# [WRITTEN TASK]
Gather every line in the listing below that contains the word "fence", and copy each one out in full.

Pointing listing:
-----

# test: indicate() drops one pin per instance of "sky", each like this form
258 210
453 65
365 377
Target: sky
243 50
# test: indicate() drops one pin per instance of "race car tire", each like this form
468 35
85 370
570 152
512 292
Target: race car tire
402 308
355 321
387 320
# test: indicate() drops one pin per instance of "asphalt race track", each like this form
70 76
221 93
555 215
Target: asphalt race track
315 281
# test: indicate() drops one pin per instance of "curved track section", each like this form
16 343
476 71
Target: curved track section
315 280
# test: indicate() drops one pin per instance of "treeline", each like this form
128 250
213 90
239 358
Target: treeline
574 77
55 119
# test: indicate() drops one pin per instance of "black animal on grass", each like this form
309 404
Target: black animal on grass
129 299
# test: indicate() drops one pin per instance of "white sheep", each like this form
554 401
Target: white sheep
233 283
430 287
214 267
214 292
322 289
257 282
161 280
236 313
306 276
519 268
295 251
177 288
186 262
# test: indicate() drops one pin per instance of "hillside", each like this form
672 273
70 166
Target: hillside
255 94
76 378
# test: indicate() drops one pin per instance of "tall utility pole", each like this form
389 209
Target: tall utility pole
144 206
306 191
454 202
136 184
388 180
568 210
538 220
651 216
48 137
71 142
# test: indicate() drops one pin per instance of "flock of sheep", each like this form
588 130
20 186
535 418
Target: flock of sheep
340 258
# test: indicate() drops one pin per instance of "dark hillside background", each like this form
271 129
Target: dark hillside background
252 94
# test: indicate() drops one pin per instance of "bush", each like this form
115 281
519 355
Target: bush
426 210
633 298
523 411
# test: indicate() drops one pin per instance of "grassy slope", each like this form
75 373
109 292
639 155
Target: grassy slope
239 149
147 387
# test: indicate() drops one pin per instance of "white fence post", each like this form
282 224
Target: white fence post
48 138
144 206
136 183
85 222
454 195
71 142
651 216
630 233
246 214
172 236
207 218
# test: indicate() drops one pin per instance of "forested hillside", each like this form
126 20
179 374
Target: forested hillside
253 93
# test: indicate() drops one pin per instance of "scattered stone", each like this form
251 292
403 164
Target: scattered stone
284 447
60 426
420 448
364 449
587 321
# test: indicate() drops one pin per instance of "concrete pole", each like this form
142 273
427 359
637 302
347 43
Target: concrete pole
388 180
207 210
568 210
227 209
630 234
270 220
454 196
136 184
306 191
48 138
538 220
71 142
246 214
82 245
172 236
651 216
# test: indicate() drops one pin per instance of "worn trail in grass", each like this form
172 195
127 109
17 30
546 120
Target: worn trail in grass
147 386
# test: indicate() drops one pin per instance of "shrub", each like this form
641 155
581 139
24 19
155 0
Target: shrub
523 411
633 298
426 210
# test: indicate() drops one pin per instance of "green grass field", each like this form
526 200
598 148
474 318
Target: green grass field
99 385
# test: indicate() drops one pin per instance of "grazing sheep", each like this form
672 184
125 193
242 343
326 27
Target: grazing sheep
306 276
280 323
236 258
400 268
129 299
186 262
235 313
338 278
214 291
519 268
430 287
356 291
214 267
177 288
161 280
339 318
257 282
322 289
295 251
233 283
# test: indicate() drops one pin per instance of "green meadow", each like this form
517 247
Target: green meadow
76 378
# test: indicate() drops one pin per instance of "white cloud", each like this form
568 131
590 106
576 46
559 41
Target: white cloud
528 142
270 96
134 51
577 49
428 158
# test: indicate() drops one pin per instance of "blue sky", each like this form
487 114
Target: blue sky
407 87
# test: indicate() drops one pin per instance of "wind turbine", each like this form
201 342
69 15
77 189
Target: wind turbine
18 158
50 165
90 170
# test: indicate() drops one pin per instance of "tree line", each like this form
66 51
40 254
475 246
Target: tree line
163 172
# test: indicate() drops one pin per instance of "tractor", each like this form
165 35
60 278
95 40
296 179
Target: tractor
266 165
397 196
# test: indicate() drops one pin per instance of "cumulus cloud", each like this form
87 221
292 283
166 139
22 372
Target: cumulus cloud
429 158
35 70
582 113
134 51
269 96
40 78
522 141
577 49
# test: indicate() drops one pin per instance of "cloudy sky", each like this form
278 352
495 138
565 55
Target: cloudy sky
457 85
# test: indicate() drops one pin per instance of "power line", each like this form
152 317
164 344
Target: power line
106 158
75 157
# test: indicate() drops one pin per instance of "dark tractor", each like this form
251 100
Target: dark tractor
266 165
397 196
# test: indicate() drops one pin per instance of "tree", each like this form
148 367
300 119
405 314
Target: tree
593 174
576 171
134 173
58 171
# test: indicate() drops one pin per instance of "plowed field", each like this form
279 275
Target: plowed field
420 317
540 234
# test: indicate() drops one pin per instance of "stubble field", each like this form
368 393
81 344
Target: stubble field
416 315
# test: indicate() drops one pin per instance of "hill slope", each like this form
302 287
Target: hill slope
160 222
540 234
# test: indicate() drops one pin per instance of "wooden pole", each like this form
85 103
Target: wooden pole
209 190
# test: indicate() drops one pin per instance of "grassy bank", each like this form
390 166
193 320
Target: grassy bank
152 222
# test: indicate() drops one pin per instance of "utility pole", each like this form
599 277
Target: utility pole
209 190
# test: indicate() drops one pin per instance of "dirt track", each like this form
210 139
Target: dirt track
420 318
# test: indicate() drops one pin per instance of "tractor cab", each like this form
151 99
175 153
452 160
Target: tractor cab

-----

# [WRITTEN ANSWER]
# test: indicate() drops one pin per instance of "white fence post", each like this form
Target: white fence post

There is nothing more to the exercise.